### ASSIGNED TASK
Could you please retype all of the records exactly, skipping any pictures?

>>>>>

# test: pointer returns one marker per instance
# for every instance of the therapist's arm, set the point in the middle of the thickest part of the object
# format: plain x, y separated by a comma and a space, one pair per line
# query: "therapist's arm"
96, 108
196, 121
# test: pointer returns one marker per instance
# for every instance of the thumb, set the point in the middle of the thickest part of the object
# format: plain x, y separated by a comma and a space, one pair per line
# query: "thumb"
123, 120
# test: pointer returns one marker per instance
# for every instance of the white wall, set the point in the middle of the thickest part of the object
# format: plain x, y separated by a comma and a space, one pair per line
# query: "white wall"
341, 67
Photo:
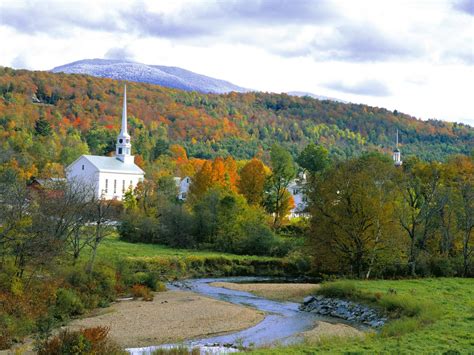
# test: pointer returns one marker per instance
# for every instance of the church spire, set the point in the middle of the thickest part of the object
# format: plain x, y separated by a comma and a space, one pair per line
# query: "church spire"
124, 147
396, 153
123, 130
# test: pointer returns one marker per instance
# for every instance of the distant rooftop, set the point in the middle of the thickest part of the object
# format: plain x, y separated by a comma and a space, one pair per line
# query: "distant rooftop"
112, 164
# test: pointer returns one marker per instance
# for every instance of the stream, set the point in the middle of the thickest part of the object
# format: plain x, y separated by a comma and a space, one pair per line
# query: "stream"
282, 323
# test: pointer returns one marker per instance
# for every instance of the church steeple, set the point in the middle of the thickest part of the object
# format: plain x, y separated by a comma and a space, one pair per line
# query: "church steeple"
123, 149
396, 154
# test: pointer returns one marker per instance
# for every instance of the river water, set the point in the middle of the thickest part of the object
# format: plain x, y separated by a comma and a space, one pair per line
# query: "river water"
282, 323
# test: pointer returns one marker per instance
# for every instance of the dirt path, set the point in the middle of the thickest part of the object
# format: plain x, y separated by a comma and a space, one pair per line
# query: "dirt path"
171, 317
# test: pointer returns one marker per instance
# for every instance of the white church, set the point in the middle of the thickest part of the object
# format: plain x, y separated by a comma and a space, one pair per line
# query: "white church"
109, 177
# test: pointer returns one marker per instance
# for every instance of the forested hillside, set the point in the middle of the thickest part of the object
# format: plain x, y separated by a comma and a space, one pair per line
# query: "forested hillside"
47, 120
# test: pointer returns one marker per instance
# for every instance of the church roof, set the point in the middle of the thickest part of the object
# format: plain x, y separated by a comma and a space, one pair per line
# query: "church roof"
113, 165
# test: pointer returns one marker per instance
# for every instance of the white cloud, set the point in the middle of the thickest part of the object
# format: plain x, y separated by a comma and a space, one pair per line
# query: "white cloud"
413, 56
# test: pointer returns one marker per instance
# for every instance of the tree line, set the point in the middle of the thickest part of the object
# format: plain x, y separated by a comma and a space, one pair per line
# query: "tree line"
372, 219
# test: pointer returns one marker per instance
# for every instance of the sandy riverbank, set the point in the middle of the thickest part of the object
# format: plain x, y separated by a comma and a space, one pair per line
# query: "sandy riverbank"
295, 292
280, 292
171, 317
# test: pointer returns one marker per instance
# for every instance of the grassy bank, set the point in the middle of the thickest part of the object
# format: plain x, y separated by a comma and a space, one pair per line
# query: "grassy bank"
434, 316
167, 263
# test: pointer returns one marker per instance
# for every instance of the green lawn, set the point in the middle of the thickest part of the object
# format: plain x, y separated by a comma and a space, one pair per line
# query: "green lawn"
451, 333
112, 248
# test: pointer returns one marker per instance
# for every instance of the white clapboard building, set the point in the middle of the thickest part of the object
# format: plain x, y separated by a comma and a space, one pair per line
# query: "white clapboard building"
109, 177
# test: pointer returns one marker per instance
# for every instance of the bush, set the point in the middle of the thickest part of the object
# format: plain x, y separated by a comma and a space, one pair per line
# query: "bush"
86, 341
68, 304
97, 288
143, 292
407, 312
340, 289
180, 350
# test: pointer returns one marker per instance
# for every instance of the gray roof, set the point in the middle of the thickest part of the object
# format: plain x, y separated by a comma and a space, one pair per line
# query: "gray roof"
112, 164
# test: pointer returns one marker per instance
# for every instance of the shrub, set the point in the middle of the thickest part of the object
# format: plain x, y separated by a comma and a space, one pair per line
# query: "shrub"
85, 341
68, 304
340, 289
160, 287
180, 350
140, 291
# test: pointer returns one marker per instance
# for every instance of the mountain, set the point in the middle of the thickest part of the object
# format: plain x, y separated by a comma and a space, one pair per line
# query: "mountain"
49, 119
314, 96
172, 77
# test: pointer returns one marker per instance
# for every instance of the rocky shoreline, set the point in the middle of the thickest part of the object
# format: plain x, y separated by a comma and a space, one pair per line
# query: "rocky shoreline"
347, 310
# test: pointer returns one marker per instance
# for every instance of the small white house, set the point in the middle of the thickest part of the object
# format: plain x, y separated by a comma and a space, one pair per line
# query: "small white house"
183, 187
109, 177
297, 190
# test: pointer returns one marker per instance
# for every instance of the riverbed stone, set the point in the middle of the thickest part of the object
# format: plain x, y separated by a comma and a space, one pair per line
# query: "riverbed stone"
343, 309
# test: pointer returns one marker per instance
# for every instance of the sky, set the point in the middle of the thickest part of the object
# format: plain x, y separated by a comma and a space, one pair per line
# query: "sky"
415, 56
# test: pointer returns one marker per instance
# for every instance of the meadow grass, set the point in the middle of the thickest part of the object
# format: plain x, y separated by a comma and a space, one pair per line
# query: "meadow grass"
114, 249
436, 316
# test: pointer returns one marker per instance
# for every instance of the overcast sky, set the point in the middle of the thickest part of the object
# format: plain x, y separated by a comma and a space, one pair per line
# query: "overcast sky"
413, 56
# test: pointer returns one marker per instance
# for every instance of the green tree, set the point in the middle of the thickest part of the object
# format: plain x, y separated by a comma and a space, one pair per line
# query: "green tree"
314, 158
283, 172
43, 127
352, 214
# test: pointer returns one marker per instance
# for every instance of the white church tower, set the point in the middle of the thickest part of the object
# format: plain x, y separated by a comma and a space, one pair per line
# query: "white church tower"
123, 149
397, 155
109, 177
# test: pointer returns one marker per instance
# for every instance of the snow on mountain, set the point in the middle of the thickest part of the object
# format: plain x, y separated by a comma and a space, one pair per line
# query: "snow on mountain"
318, 97
172, 77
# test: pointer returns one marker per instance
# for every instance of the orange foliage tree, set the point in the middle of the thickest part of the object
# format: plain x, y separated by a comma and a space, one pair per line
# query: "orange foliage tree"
252, 181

<<<<<

### SOLUTION FOR THIS TASK
# test: pointer returns one marker per instance
# for every instance of the therapist's arm, set the point in the middle of the thickest part of the object
# format: plain x, y separated by a comma and a space, one pair per line
# query: "therapist's arm"
96, 108
196, 121
# test: pointer returns one marker per instance
# for every instance of the thumb, set the point in the middle of the thickest part of the object
# format: plain x, y separated by a comma and a space, one pair per line
# query: "thumb"
123, 120
# test: pointer returns one marker per instance
# for every instance of the white wall, set the point in the middle of the thickest part of the object
# format: plain x, y separated by a comma and a space, one pair per line
# query: "white wall"
341, 67
Photo:
# test: pointer returns one marker per instance
# for every instance of the church spire, set the point in the middle of the thickest part of the object
# format: plain x, y separated by a comma and a space, one pair per line
# query: "church spire"
124, 147
396, 153
123, 130
# test: pointer returns one marker per instance
# for every instance of the distant rooftop, set the point in the middle of the thickest part of the object
# format: plain x, y separated by a comma and a space, one pair per line
# query: "distant rooftop"
112, 164
# test: pointer returns one marker per instance
# for every instance of the stream, set the point in the middle of the thickest part of the object
# format: plain x, y separated by a comma and a space, one pair per line
# query: "stream"
282, 323
# test: pointer returns one marker per instance
# for every instance of the church steeple, set the point in the middle of the thickest part of the object
# format: plain x, y separated by a comma and a space, one pair per line
# query: "church steeple"
123, 149
396, 154
# test: pointer returns one marker per instance
# for every instance of the river water, set the point in the middle of the thickest part of the object
# format: plain x, y separated by a comma and a space, one pair per line
# query: "river water"
282, 323
# test: pointer returns one marker per instance
# for every instance of the dirt path, set the point in the middle of the thickest part of the object
# format: plain x, y separated by a comma and a space, one pair per line
# query: "dirt path"
171, 317
# test: pointer returns one marker per instance
# for every instance of the white church, set the point in the middle of the thickest part of the object
# format: plain x, y separated by a comma and a space, one pair per line
# query: "white church"
109, 177
# test: pointer returns one marker per instance
# for every instance of the forested hillside, set the point in the middle of the thickest part of the object
# format: plain x, y separated by a comma and a space, one pair per line
# query: "forested hillside"
47, 120
# test: pointer returns one marker per instance
# for every instance of the church roof, set the point in the middle of the thickest part of the object
# format: plain x, y separated by a comma and a space, one pair per line
# query: "church roof"
113, 165
# test: pointer returns one marker per instance
# for every instance of the white cloud, set the point in the middle of the thickest part of the object
# format: plain x, y separated by a comma and a space, one pair per line
# query: "white cloud"
413, 56
# test: pointer returns one marker per instance
# for every instance of the tree line, set the point in the middle of the thickest part of the object
# format: plain x, y separated by a comma and a space, one pair per line
# query: "tree line"
372, 219
# test: pointer returns one marker per instance
# for every instance of the sandy riverbank, set the point in the middle of the thickest part of the object
# format: plain x, y separated by a comma and a space, one pair per line
# query: "sandy riverbank"
295, 292
280, 292
171, 317
# test: pointer returns one marker per instance
# for every instance of the grassy bank, set the point in the middle of the thickest part of the object
# format: plain x, y separated by a comma and a space, one pair per line
# query: "grassy bank"
434, 316
167, 263
# test: pointer returns one marker per instance
# for every instance of the green lawn, set the point in the middle of the thickest part of the object
# format: plain x, y separated by a comma and a space, one pair per line
# query: "green lawn"
451, 333
112, 248
# test: pointer returns one marker per instance
# for every instance of the white clapboard building, set the point in the middle of the thickest part of the object
# format: plain x, y separated by a comma and a space, one pair per line
# query: "white clapboard building"
109, 177
# test: pointer returns one marker per instance
# for every instance of the bush, set the point in the middle of the thickest part of the object
# format: plain x, y separated by a comma and a space, one pair per line
# query: "bush"
86, 341
68, 304
97, 288
143, 292
407, 312
340, 289
180, 350
# test: pointer returns one marker per instance
# for every instance of the gray roof, set the point in the middle of the thickest part of the object
# format: plain x, y separated by a comma and a space, one pair per line
# query: "gray roof"
112, 164
# test: pointer returns one marker per instance
# for every instance of the shrub, set the point in the middle of the thickest part of the object
# format: plain x, y separated by a comma and a space, one pair per line
# query: "shrub"
85, 341
68, 304
340, 289
160, 287
180, 350
140, 291
# test: pointer returns one marker per instance
# for every instance of the mountain, set the point in the middle of the thickest part of the object
# format: plain x, y separated by a comma and a space, one pair per line
# query: "mountain"
49, 119
314, 96
172, 77
# test: pointer returns one marker per instance
# for every instance of the rocky shoreline, set the point in the middle of the thickest part of the object
# format: plain x, y separated by a comma and a space, one pair per line
# query: "rocky shoreline"
347, 310
# test: pointer returns one marker per instance
# for every instance of the small white house, set the point in the middle of the thickest part of the object
# format: plain x, y separated by a comma and a space, one pair per line
# query: "small white house"
183, 187
109, 177
297, 190
# test: pointer returns one marker per instance
# for every instance of the riverbed stone, set the point in the middle of the thickest part of the object
# format: plain x, y separated by a comma and a space, one pair per line
# query: "riverbed stone"
343, 309
# test: pointer returns one marker per instance
# for every instance of the sky, set the point in the middle of the thickest part of the object
# format: plain x, y separated by a comma and a space, one pair per line
# query: "sky"
415, 56
# test: pointer returns one marker per instance
# for every instance of the meadow grass, set the point in the middle of the thickest part of the object
# format: plain x, y separated by a comma and a space, one pair per line
# query: "meadow grass"
114, 249
436, 316
# test: pointer returns one marker per instance
# for every instance of the overcast sky, set the point in the middle of the thickest part of the object
# format: plain x, y separated by a comma and a space, one pair per line
# query: "overcast sky"
413, 56
# test: pointer returns one marker per instance
# for every instance of the green tree, set the point in the middle of the thickest part of the object
# format: plain x, y separated by a comma and a space, one pair per line
# query: "green tree"
314, 158
283, 172
43, 127
352, 214
# test: pointer returns one marker per instance
# for every instance of the white church tower, set the point in the middle of the thickest part of the object
# format: plain x, y separated by a comma and a space, one pair per line
# query: "white church tower"
123, 149
397, 155
109, 177
# test: pointer returns one marker per instance
# for every instance of the snow on mountain, set the point in the middle of the thickest part of the object
# format: plain x, y separated by a comma and a space, one pair per line
# query: "snow on mountain"
318, 97
172, 77
# test: pointer returns one marker per instance
# for every instance of the orange foliage tree, set the point in the middle of the thickest part of the object
# format: plain x, y separated by a comma and a space, one pair per line
# query: "orange foliage tree"
252, 181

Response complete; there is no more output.